● **Work order**
Search the entries for the word "every" and report each line that has it.

● **Provided records**
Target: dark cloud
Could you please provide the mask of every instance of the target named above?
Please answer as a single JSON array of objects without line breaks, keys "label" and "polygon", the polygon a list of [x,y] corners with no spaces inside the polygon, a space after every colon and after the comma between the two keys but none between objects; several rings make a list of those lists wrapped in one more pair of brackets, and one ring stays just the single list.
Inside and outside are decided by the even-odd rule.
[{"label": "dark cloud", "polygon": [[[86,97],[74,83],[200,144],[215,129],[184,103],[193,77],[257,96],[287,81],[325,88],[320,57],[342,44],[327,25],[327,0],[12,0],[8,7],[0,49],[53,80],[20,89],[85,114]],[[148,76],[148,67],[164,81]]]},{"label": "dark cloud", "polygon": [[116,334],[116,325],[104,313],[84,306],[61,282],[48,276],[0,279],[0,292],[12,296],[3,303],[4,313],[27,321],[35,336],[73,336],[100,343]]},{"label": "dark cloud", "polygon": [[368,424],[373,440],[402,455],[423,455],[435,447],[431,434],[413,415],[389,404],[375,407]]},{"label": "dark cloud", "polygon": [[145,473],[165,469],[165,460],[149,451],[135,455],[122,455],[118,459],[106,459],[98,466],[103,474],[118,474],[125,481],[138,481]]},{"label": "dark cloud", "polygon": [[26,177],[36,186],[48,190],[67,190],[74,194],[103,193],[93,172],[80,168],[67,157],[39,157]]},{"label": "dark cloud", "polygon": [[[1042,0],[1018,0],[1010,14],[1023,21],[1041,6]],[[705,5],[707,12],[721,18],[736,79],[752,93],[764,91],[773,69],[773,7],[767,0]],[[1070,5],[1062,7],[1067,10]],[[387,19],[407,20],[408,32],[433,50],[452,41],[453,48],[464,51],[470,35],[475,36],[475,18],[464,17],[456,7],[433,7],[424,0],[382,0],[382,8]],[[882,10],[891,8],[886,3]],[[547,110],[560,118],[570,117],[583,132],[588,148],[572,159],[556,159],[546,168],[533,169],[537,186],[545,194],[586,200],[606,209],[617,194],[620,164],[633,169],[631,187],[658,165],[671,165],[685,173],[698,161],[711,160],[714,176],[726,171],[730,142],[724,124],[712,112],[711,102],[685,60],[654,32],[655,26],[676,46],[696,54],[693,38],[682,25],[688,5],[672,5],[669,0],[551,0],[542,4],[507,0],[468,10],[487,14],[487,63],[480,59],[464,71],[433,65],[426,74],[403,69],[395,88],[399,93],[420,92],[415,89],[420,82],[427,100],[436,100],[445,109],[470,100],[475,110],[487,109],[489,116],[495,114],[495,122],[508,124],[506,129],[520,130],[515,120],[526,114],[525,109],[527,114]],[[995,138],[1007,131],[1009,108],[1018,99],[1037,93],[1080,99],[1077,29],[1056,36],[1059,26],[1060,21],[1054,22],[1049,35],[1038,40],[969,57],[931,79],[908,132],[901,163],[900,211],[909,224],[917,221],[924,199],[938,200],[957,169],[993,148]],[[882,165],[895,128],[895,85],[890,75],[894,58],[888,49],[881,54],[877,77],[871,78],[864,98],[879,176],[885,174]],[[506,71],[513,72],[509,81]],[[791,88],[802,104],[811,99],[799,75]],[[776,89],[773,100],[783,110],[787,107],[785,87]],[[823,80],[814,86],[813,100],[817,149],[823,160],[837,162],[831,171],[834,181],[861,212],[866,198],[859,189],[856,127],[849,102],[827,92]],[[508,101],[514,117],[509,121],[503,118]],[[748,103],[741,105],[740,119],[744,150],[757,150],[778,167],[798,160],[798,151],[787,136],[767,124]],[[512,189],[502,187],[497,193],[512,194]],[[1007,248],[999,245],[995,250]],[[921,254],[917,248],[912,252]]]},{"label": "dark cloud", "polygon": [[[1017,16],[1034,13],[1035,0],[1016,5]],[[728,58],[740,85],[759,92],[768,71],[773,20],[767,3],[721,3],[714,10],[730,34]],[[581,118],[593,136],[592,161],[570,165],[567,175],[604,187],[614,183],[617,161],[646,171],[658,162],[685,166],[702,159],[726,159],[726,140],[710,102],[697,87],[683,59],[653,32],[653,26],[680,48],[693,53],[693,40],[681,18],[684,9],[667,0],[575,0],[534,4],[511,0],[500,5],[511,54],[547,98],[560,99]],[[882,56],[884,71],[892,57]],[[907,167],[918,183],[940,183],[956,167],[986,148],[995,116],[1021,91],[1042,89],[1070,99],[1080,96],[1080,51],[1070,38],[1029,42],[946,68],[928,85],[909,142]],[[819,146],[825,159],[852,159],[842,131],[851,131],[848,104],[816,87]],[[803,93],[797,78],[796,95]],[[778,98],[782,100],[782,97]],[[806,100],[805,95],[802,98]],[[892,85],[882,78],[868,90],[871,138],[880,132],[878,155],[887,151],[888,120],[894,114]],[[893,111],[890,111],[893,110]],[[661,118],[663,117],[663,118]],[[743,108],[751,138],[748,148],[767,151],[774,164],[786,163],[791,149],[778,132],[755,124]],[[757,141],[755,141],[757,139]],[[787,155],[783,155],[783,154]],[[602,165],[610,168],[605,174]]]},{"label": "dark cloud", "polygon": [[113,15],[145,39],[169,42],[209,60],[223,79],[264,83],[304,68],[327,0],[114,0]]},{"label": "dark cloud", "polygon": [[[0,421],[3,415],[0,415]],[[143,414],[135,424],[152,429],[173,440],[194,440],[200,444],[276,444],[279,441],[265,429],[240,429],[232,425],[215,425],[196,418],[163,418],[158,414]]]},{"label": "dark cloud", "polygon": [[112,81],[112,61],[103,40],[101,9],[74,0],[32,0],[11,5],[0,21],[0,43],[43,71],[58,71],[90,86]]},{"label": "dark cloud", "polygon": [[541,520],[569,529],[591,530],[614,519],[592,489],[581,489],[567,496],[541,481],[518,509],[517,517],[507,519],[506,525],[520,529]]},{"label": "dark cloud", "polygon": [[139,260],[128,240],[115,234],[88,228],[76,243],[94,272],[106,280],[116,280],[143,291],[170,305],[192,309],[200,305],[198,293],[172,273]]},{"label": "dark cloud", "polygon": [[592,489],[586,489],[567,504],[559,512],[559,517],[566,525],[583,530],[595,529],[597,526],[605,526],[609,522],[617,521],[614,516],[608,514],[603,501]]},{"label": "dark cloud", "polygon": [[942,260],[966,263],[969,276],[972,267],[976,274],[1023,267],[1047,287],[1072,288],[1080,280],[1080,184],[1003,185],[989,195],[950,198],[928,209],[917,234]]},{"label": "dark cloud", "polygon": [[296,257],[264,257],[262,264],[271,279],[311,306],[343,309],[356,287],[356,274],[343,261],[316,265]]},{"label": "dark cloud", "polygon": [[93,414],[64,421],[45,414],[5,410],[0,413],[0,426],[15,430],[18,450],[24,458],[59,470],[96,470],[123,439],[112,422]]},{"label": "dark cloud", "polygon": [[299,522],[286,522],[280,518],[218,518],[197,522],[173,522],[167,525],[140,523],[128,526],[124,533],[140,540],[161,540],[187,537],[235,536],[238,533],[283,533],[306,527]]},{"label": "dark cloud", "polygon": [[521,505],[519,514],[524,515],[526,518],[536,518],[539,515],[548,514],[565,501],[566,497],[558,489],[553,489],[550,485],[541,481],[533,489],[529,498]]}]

● **Exercise result**
Could you please provide the mask of every instance of the target named above?
Please answer as a single JSON array of objects without line breaks, keys "label" and "polygon", the polygon a list of [x,y] corners with no spaces inside the polygon, a space after every colon and after the comma between the two keys but none between objects; several rings make a list of those lists wrapped in one more pair of brackets, and one ring stays just the single list.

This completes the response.